The problem –
Return the material below unchanged, reproducing every line in its original order.

Given information –
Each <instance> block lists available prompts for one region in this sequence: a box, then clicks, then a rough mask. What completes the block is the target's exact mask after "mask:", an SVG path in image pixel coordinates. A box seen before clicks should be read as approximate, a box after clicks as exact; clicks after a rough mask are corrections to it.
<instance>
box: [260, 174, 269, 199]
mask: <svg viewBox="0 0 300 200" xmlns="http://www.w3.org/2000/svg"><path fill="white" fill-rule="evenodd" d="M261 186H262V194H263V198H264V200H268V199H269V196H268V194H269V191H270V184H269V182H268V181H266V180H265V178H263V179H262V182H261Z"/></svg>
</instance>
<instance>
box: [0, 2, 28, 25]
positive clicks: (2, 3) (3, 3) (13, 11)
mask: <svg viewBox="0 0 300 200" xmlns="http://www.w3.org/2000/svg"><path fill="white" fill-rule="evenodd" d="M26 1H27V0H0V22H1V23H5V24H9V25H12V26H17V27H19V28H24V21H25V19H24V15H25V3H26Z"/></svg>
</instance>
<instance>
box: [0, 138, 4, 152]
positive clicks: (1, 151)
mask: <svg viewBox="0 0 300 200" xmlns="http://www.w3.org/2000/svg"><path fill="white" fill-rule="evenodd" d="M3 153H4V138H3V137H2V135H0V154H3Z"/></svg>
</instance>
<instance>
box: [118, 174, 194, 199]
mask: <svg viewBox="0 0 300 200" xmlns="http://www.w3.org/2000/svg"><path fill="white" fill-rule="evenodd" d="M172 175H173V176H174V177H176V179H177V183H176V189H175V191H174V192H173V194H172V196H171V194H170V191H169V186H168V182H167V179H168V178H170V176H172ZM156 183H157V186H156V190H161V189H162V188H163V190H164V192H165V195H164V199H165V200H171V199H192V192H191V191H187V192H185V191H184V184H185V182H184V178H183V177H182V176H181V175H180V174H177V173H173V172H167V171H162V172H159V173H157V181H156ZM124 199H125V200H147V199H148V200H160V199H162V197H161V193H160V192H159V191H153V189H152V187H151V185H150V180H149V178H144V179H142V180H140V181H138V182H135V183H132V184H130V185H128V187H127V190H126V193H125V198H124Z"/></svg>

Finished exercise –
Each <instance> block lists available prompts for one region in this sequence: a box, then clicks, then a rough mask. What completes the block is the target's exact mask after "mask:", an SVG path in image pixel coordinates. A box seen before clicks should be read as approximate, a box after clicks as exact; clicks after a rough mask are corrections to it.
<instance>
box: [260, 174, 269, 199]
mask: <svg viewBox="0 0 300 200" xmlns="http://www.w3.org/2000/svg"><path fill="white" fill-rule="evenodd" d="M261 186H262V194H263V198H264V200H268V199H269V196H268V194H269V191H270V184H269V182H268V181H266V180H265V178H263V179H262V182H261Z"/></svg>
</instance>
<instance>
box: [0, 2, 28, 25]
positive clicks: (2, 3) (3, 3) (13, 11)
mask: <svg viewBox="0 0 300 200" xmlns="http://www.w3.org/2000/svg"><path fill="white" fill-rule="evenodd" d="M26 1H27V0H0V22H1V23H5V24H9V25H12V26H17V27H19V28H24V21H25V19H24V15H25V3H26Z"/></svg>
</instance>
<instance>
box: [0, 138, 4, 152]
positive clicks: (1, 151)
mask: <svg viewBox="0 0 300 200" xmlns="http://www.w3.org/2000/svg"><path fill="white" fill-rule="evenodd" d="M3 153H4V138H3V137H2V135H0V154H3Z"/></svg>
</instance>
<instance>
box: [118, 174, 194, 199]
mask: <svg viewBox="0 0 300 200" xmlns="http://www.w3.org/2000/svg"><path fill="white" fill-rule="evenodd" d="M172 175H173V176H174V177H176V179H177V183H176V189H175V191H174V192H173V194H172V196H171V194H170V191H169V186H168V182H167V179H168V178H170V176H172ZM156 183H157V186H156V190H161V189H162V188H163V190H164V192H165V195H164V199H165V200H171V199H192V192H191V191H187V192H185V191H184V184H185V182H184V178H183V177H182V176H181V175H180V174H177V173H173V172H167V171H162V172H159V173H157V181H156ZM124 199H125V200H147V199H148V200H160V199H162V197H161V193H160V192H159V191H153V189H152V187H151V185H150V180H149V178H144V179H142V180H140V181H138V182H135V183H132V184H130V185H128V187H127V190H126V193H125V198H124Z"/></svg>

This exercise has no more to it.